GIVEN PROBLEM: Retype the lines below exactly as they stand, omitting the pictures from your answer.

━━━━━ DATASET RECORDS

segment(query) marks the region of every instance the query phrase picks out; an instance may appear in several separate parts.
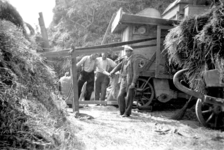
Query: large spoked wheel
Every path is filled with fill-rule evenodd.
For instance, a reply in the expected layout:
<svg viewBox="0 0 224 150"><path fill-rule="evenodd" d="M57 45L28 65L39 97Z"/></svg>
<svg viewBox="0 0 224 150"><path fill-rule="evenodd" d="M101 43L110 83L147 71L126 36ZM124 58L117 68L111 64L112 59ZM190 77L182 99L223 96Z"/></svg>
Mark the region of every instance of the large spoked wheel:
<svg viewBox="0 0 224 150"><path fill-rule="evenodd" d="M198 121L206 127L213 129L224 129L224 111L223 106L209 104L197 100L195 110Z"/></svg>
<svg viewBox="0 0 224 150"><path fill-rule="evenodd" d="M138 106L147 107L152 103L155 92L149 80L138 79L135 92L135 101Z"/></svg>

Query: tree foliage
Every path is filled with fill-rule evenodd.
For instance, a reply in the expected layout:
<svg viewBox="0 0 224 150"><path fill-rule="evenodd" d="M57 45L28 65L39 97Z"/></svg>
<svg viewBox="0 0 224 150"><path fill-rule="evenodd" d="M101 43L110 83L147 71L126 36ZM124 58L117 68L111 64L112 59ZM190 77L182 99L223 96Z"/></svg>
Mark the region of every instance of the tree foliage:
<svg viewBox="0 0 224 150"><path fill-rule="evenodd" d="M99 45L109 21L120 7L137 13L152 7L162 12L173 0L64 0L56 1L54 21L50 27L52 44L67 48ZM113 35L115 36L115 35ZM109 37L108 43L115 40Z"/></svg>
<svg viewBox="0 0 224 150"><path fill-rule="evenodd" d="M152 7L161 13L173 0L56 0L54 20L49 28L49 39L54 49L100 45L113 14L119 8L127 13L137 13ZM105 43L120 40L119 35L109 33ZM68 71L67 59L51 61L58 75ZM64 65L62 65L64 64Z"/></svg>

━━━━━━━━━━

RESULT:
segment(query) marks the region of every instance the query phrase picks out; an instance may appear in several separate parts.
Query: large spoked wheel
Every path is filled with fill-rule evenodd.
For instance, a reply in the expected layout:
<svg viewBox="0 0 224 150"><path fill-rule="evenodd" d="M57 45L28 65L39 97Z"/></svg>
<svg viewBox="0 0 224 150"><path fill-rule="evenodd" d="M101 43L110 83L147 71L126 36ZM124 58L117 68L111 64L112 59ZM190 77L182 99L223 96Z"/></svg>
Mark the region of every instance of the large spoked wheel:
<svg viewBox="0 0 224 150"><path fill-rule="evenodd" d="M198 121L206 127L213 129L224 129L224 111L223 106L209 104L197 100L195 110Z"/></svg>
<svg viewBox="0 0 224 150"><path fill-rule="evenodd" d="M138 106L147 107L152 103L155 92L149 80L138 79L135 92L135 101Z"/></svg>

Query: tree foliage
Every path is filled with fill-rule evenodd.
For instance, a reply in the expected layout:
<svg viewBox="0 0 224 150"><path fill-rule="evenodd" d="M57 45L28 65L39 97Z"/></svg>
<svg viewBox="0 0 224 150"><path fill-rule="evenodd" d="M101 43L110 83L147 71L126 36ZM124 58L117 68L111 64L112 59ZM190 77L182 99L223 96Z"/></svg>
Mark the region of every instance of the tree foliage:
<svg viewBox="0 0 224 150"><path fill-rule="evenodd" d="M99 45L109 21L120 7L137 13L152 7L162 12L173 0L64 0L56 1L54 21L50 27L52 44L67 48ZM113 35L115 36L115 35ZM109 37L108 43L115 40Z"/></svg>
<svg viewBox="0 0 224 150"><path fill-rule="evenodd" d="M152 7L161 13L173 0L56 0L54 20L49 28L49 39L54 49L100 45L113 14L119 8L127 13L137 13ZM105 43L120 40L119 35L109 33ZM68 71L67 59L51 61L58 75ZM64 65L62 65L64 64Z"/></svg>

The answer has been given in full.